LISTA DE EXERCÍCIOS:
- a) Responda, com base no trecho sobre a FSSPX:
(i) Em que mês e ano o arcebispo visitou o priorado de Oyster Bay Cove?
(ii) Por quanto tempo quem narra esteve no seminário de Écône?
(iii) Quais sociedades o trecho cita como exemplos de "sociedade de vida comum sem votos"?
- b) Dê a continuação do trecho sobre a FSSPX a partir da última frase apresentada.

─── TRECHO DO TEXTO ───

Assim, em maio de 1980, o arcebispo visitou o priorado de Oyster Bay Cove e expulsou três de nós (os padres Kelly, Dolan e eu). Na manhã seguinte, por uma razão desconhecida, o arcebispo mudou de ideia: Não, não precisávamos colocar o nome de João Paulo II no Cânon, afinal, disse ele; e, se pessoas lhe perguntassem qual era sua posição sobre o papa, deveríamos dizer a elas qual era, mas não precisávamos aceitá-la nós mesmos. Se por um tempo alimentamos a leve esperança de que o arcebispo poderia um dia se juntar à nossa posição (especialmente se algum oficial do Vaticano o insultasse o suficiente), ficou claro durante os anos seguintes (1981–1983) que ele seguia o caminho do compromisso e da negociação com os hereges modernistas. O abraço de João Paulo II exerceu sua mágica sobre o arcebispo e mudou a "atmosfera" em Roma. Mas não queríamos fazer parte disso, ou de qualquer união com os modernistas.
C. O que é a FSSPX?
Poder-se-ia pensar que qualquer pessoa pertencente à FSSPX seria capaz de responder a essa pergunta. Mas acredite-me, não é o caso, e a confusão a esse respeito abriu caminho para os processos.
Durante dois anos no seminário de Écône, nunca consegui saber o que era a FSSPX. Falava-se muito do "espírito da Fraternidade", mas nada sobre sua essência, exceto que ela havia sido "ilegalmente suprimida".
Em certo momento de sua história, a Fraternidade São Pio X começou a promover a noção de que ela gozava do status canônico de uma "sociedade de vida comum sem votos" — uma entidade que se assemelha a uma ordem religiosa segundo as leis canônicas. Exemplos conhecidos de tais sociedades incluem os Padres Maryknoll, os Padres Paulistas e os Oratorianos.

─── MATERIAL FORNECIDO ───

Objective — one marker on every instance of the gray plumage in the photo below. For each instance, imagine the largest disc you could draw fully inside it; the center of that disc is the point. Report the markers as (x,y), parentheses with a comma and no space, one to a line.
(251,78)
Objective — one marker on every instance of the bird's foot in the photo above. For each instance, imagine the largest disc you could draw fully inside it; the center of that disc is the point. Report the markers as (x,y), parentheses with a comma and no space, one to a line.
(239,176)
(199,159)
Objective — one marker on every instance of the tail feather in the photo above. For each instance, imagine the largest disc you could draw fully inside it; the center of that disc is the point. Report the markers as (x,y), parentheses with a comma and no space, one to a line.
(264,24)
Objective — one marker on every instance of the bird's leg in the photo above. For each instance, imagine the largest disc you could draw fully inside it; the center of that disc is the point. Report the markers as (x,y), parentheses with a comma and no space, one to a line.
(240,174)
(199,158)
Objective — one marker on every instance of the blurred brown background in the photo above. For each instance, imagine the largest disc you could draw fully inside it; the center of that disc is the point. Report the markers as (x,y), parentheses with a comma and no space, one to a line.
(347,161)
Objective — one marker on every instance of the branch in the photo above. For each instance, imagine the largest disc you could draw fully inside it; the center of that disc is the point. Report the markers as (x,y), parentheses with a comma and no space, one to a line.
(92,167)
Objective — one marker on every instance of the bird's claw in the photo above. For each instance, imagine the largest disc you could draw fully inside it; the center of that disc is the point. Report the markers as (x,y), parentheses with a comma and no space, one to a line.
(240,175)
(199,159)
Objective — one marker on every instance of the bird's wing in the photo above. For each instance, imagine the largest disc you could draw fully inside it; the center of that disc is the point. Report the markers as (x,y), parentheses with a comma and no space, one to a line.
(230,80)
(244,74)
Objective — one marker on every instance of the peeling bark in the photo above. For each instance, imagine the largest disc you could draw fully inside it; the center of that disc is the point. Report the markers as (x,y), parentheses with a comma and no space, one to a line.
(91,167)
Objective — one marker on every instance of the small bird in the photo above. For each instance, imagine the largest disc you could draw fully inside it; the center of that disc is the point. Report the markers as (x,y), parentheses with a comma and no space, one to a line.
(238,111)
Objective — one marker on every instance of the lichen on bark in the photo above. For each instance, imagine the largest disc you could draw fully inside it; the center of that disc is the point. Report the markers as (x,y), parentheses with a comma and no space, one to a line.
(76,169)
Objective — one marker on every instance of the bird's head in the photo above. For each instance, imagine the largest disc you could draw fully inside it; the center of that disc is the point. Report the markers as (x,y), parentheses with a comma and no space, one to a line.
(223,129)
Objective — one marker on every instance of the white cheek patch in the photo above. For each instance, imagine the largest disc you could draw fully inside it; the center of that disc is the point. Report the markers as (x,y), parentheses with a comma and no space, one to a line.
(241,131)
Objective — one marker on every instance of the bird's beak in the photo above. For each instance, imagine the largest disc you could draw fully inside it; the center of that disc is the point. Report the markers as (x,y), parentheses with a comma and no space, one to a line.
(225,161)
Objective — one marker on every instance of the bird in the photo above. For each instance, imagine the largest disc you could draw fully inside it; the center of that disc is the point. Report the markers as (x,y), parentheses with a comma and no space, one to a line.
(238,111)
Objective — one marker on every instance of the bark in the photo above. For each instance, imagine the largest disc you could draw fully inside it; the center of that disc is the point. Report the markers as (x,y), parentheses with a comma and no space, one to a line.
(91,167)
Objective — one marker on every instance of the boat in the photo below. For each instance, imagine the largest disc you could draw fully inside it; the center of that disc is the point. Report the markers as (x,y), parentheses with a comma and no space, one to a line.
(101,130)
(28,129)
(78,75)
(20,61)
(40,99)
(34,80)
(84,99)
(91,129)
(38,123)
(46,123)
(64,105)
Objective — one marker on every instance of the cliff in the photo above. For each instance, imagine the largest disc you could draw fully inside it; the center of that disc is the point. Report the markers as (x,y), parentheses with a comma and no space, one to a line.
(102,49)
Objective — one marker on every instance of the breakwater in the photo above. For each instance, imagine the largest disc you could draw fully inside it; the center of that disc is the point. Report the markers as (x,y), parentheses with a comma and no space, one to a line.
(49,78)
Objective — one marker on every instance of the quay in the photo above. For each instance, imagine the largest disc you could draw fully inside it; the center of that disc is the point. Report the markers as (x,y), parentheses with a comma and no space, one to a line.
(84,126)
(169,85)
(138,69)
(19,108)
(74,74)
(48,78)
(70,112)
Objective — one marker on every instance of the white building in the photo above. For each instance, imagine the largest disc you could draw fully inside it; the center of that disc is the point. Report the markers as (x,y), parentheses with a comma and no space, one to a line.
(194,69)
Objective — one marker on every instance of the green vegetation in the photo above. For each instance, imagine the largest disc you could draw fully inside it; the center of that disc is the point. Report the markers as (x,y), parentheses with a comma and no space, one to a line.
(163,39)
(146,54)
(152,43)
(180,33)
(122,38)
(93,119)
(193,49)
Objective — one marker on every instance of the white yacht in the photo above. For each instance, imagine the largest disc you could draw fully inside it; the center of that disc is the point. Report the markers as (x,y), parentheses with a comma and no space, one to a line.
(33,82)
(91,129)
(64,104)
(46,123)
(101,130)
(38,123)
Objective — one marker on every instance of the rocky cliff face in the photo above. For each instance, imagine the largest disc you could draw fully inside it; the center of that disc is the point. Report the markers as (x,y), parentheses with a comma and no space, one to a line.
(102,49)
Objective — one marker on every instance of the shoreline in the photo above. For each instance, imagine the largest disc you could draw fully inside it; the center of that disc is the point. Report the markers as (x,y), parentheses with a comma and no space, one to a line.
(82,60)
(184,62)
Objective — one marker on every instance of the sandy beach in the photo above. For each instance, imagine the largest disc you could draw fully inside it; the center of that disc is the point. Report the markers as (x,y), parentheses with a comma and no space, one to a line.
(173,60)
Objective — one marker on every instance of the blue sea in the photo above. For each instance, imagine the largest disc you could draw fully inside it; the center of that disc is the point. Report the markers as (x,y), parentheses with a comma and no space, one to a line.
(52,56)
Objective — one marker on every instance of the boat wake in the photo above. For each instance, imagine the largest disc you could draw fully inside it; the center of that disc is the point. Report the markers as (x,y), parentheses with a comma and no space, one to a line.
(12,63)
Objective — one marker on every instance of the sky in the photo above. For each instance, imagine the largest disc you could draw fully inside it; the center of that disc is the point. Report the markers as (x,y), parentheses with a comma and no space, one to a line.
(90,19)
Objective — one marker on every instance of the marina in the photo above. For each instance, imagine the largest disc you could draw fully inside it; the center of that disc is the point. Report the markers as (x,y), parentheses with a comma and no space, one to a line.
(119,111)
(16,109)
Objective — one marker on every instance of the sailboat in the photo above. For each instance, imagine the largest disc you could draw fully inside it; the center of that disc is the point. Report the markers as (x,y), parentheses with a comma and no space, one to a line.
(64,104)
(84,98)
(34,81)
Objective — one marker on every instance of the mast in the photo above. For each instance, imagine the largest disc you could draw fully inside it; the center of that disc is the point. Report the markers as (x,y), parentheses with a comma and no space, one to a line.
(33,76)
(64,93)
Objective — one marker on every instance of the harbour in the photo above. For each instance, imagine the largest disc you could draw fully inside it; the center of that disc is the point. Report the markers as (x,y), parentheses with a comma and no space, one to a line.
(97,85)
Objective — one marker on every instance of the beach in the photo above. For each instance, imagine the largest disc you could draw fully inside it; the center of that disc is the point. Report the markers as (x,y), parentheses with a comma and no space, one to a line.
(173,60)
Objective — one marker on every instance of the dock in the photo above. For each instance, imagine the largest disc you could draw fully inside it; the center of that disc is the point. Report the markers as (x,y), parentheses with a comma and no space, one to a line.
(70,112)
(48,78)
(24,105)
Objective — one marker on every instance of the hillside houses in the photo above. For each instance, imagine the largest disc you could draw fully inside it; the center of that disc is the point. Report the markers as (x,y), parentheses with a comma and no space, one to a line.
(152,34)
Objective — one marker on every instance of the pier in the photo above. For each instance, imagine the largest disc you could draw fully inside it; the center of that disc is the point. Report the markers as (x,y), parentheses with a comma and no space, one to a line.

───

RESPOSTAS:
- a)
(i) Em maio de 1980.
(ii) Durante dois anos.
(iii) Os Padres Maryknoll, os Padres Paulistas e os Oratorianos.

- b)
Mas essa reivindicação é bastante fantasiosa, para falar de forma caridosa. Como demonstrei em outro lugar, a FSSPX, em sua criação, não era nada mais do que uma "associação piedosa", uma entidade situada canonicamente abaixo de uma Confraria laica do Rosário ou de uma Sociedade de São Vicente de Paulo, e ligeiramente acima de uma Liga do Sagrado Coração.(23)
Nunca me deram uma cópia dos estatutos dessa organização quando eu era seminarista. Na verdade, eu nem sabia que tal documento existia enquanto estava em Écône. Eu só consegui uma cópia dos Estatutos da FSSPX por acaso quando cheguei a Nova York em 1979, dois anos após minha ordenação.
Como seminarista, assinei um "compromisso" na Fraternidade, um documento que dizia apenas "Eu dou meu nome à Fraternidade". As obrigações que isso implicava para o signatário, além da de ser um santo padre, não estavam indicadas. Para mim, era evidente que a assinatura desse documento não me dava nenhum direito de membro da FSSPX.
Era ainda mais evidente que Dom Lefebvre e os outros dirigentes não acreditavam que minha assinatura implicasse qualquer obrigação para comigo. Padre, seminarista ou irmão – todo membro da Fraternidade, percebi, poderia ser expulso sem apelação por simples notificação.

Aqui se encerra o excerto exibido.